Task to carry out:
Pull out each line of the material that contains the string "trunk", with case counting.
%%
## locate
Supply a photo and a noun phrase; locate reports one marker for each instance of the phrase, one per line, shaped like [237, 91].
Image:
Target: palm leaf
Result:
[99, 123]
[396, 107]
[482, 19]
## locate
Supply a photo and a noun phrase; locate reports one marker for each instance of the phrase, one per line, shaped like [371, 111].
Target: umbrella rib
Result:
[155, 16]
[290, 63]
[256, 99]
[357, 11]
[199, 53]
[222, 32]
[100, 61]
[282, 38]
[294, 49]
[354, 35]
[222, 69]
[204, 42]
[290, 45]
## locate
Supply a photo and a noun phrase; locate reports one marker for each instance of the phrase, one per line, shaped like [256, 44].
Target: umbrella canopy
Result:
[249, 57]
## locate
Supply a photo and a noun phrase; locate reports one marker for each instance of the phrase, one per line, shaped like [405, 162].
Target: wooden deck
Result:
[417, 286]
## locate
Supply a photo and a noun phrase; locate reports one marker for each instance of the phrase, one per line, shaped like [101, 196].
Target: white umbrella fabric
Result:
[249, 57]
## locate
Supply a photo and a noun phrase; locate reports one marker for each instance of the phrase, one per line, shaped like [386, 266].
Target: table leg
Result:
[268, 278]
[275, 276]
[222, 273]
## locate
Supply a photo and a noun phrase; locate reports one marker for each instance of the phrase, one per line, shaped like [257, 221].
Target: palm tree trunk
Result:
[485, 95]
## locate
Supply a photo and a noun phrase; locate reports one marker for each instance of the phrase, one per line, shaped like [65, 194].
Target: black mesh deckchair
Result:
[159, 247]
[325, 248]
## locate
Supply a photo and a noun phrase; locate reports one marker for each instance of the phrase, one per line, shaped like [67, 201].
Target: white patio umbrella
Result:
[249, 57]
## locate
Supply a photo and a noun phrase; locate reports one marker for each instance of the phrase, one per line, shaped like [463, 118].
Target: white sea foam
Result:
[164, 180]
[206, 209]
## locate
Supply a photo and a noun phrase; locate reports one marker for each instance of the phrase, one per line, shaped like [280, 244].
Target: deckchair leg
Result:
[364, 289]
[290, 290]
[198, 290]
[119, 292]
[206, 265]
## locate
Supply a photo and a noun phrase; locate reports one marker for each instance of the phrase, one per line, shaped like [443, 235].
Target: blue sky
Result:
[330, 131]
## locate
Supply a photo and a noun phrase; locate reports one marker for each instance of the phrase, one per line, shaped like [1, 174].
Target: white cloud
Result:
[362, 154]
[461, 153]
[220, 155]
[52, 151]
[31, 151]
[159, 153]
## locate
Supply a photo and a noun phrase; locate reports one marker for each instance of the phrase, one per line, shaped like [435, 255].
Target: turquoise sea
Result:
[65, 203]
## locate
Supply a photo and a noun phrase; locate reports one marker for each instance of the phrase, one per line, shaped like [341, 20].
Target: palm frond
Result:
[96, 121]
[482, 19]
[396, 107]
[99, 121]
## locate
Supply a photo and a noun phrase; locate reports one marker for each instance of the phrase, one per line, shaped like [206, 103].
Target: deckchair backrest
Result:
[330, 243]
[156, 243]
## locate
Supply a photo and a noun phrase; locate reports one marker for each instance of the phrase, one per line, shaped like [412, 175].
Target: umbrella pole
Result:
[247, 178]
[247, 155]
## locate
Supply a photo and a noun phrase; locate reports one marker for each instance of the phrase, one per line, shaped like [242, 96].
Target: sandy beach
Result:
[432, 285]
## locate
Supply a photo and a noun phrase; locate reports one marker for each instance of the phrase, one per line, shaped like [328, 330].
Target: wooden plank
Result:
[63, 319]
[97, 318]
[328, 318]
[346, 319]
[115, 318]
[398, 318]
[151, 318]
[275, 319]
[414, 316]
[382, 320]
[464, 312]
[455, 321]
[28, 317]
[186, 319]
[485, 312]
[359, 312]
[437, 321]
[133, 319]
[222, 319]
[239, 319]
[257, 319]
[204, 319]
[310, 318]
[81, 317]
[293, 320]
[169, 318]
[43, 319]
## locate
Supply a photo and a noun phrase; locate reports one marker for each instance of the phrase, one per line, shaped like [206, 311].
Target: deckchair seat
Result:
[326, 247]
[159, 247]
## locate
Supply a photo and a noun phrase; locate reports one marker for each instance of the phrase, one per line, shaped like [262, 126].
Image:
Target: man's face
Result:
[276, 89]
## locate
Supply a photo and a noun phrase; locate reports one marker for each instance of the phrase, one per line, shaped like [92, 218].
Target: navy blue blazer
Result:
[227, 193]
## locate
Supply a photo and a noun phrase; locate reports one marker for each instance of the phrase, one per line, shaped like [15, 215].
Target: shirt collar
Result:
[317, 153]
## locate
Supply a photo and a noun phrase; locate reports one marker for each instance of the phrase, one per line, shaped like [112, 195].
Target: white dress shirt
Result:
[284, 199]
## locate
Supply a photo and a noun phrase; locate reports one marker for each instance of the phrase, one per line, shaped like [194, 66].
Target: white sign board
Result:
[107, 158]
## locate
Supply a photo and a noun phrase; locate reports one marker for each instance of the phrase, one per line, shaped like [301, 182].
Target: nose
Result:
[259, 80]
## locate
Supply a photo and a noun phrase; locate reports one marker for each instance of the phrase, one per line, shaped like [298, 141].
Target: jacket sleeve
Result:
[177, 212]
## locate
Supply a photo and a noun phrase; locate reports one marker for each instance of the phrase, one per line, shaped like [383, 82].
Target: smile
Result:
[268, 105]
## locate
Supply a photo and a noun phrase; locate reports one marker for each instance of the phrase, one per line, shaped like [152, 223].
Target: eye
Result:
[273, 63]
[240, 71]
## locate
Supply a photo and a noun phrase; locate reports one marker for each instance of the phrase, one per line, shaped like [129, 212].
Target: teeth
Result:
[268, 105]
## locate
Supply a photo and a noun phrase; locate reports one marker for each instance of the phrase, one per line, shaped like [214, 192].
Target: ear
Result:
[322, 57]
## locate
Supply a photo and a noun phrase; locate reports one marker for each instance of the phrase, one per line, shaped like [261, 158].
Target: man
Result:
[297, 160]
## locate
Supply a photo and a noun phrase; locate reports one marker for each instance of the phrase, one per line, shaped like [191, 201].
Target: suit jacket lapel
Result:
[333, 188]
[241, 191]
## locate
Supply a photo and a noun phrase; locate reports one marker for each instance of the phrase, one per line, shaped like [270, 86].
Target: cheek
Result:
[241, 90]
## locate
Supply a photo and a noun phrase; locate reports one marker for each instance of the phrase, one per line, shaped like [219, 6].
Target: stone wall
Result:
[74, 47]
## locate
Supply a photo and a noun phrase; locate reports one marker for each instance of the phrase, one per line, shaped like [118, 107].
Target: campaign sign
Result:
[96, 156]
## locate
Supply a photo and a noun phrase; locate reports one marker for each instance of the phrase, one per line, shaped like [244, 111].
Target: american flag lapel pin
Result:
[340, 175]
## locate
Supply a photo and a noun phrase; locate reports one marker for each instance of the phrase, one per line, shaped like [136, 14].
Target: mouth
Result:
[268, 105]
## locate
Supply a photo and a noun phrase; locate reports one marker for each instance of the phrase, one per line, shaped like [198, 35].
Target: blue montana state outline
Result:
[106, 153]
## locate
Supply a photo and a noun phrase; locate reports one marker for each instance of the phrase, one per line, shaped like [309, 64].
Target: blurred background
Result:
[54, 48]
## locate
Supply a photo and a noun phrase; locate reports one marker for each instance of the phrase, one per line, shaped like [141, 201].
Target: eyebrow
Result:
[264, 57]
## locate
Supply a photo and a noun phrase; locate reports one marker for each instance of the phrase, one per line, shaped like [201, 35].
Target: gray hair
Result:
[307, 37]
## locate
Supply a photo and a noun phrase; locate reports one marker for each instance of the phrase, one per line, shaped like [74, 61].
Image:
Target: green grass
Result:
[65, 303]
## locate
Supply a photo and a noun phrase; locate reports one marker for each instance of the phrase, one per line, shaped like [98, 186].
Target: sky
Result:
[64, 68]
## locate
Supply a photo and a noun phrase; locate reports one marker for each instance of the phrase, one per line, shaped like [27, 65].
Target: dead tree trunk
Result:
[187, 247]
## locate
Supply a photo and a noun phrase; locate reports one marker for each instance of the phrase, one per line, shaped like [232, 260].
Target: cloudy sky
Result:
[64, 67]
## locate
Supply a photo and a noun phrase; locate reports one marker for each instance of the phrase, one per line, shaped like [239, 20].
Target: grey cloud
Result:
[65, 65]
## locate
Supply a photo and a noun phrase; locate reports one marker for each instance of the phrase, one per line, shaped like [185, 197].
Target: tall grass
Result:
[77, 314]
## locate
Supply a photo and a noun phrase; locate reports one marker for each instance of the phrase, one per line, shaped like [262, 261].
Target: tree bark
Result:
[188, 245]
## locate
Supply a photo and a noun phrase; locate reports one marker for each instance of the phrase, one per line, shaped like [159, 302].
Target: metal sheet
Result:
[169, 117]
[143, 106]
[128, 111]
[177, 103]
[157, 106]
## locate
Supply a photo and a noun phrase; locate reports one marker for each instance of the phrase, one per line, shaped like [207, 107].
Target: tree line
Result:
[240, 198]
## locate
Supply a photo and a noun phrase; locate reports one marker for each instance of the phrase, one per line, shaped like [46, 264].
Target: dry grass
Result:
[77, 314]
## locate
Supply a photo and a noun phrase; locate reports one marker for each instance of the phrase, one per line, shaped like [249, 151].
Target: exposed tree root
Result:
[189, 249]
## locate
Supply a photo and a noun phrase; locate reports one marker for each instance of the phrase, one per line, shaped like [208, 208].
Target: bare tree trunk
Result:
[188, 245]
%%
Exercise result:
Target: palm tree trunk
Target: dead tree trunk
Target: bare tree trunk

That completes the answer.